Excerpts of labeled region data ->
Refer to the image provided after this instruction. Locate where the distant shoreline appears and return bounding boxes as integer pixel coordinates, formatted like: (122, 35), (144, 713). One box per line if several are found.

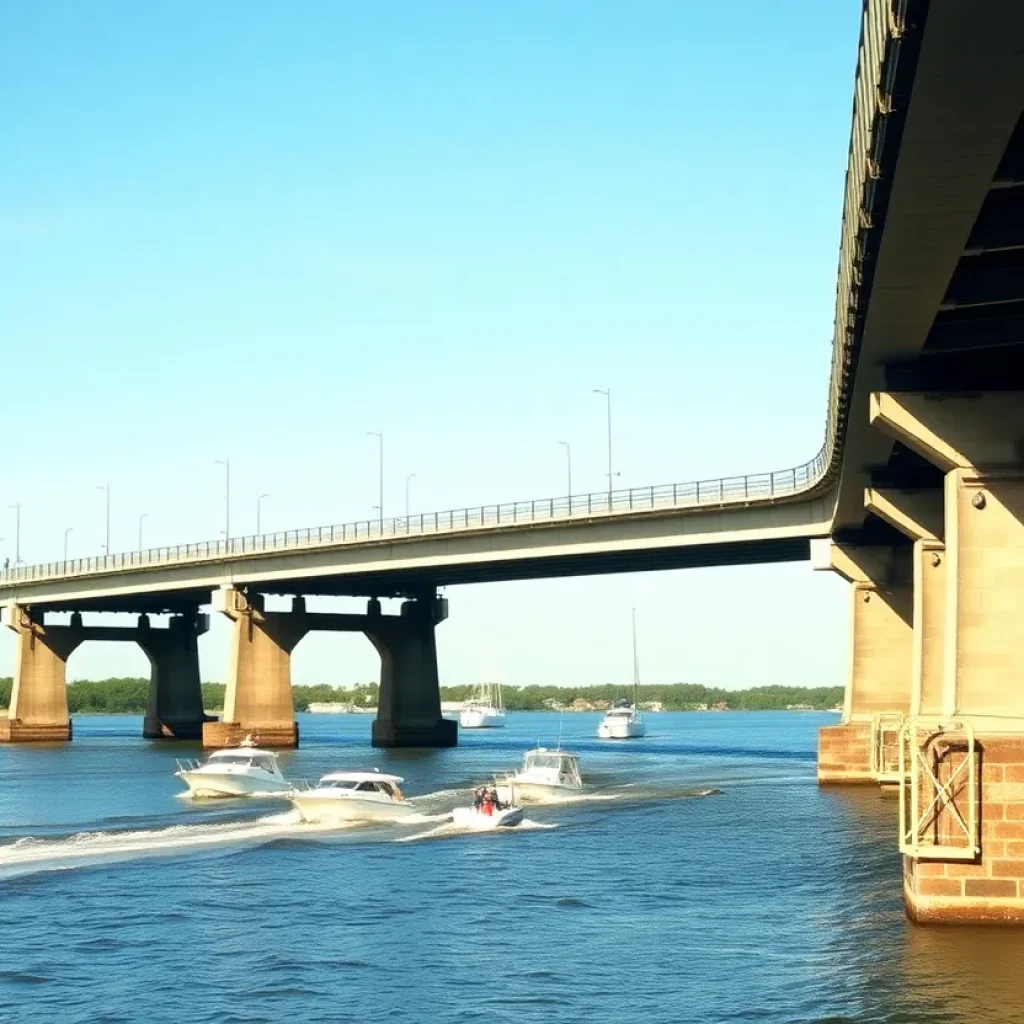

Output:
(6, 708), (843, 718)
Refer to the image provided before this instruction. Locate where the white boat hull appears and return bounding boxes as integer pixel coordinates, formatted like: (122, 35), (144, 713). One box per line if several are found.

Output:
(452, 807), (522, 831)
(291, 793), (416, 824)
(597, 721), (647, 739)
(459, 711), (505, 729)
(498, 781), (582, 804)
(175, 770), (292, 797)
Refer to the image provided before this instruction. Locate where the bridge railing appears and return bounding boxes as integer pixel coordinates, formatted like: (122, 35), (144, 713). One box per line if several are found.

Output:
(0, 447), (827, 588)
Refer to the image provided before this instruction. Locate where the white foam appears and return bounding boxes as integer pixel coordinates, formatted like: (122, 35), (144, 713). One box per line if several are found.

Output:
(0, 811), (344, 877)
(391, 815), (558, 843)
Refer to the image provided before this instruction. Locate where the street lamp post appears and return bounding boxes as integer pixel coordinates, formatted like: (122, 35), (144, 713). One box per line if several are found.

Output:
(96, 483), (111, 555)
(367, 428), (384, 534)
(406, 473), (416, 520)
(594, 387), (612, 503)
(558, 441), (572, 503)
(213, 458), (231, 551)
(256, 495), (270, 537)
(9, 502), (22, 565)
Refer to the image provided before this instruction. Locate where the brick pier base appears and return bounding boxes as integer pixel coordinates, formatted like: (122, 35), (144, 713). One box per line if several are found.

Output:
(818, 722), (874, 785)
(903, 737), (1024, 925)
(0, 718), (73, 743)
(203, 722), (299, 750)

SHORT PROBLEM ->
Copy the records again, starting with the first line and going on through the line with "(6, 708), (843, 718)", requests included, and add -47 to every coordinate in the answers. Please leave the pictures out.

TASK RESPONSE ->
Refer to the image provided after this instruction. Locate where the distant shoreline appears and return bounding boxes as integer pixel coordinates, formatted like: (122, 35), (144, 713). One box per line if several are found.


Output:
(-41, 661), (796, 671)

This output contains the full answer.